** Work instruction **
An exact reproduction of the records is required, with all pictures omitted.

(Stored data)
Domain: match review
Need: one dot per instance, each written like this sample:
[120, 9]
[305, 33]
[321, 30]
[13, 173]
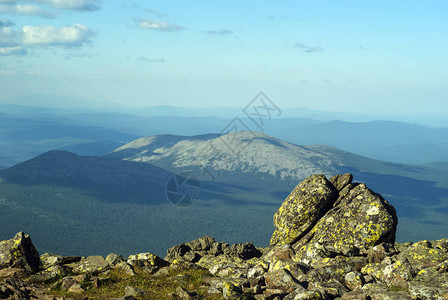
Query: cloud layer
[158, 25]
[146, 59]
[308, 49]
[15, 42]
[69, 36]
[219, 32]
[81, 5]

** Answer for this exercise **
Domain: match review
Need: one dot per instance, each written like this sample:
[120, 9]
[305, 33]
[321, 30]
[13, 173]
Query: cloud layer
[158, 25]
[146, 59]
[308, 49]
[15, 42]
[69, 36]
[219, 32]
[81, 5]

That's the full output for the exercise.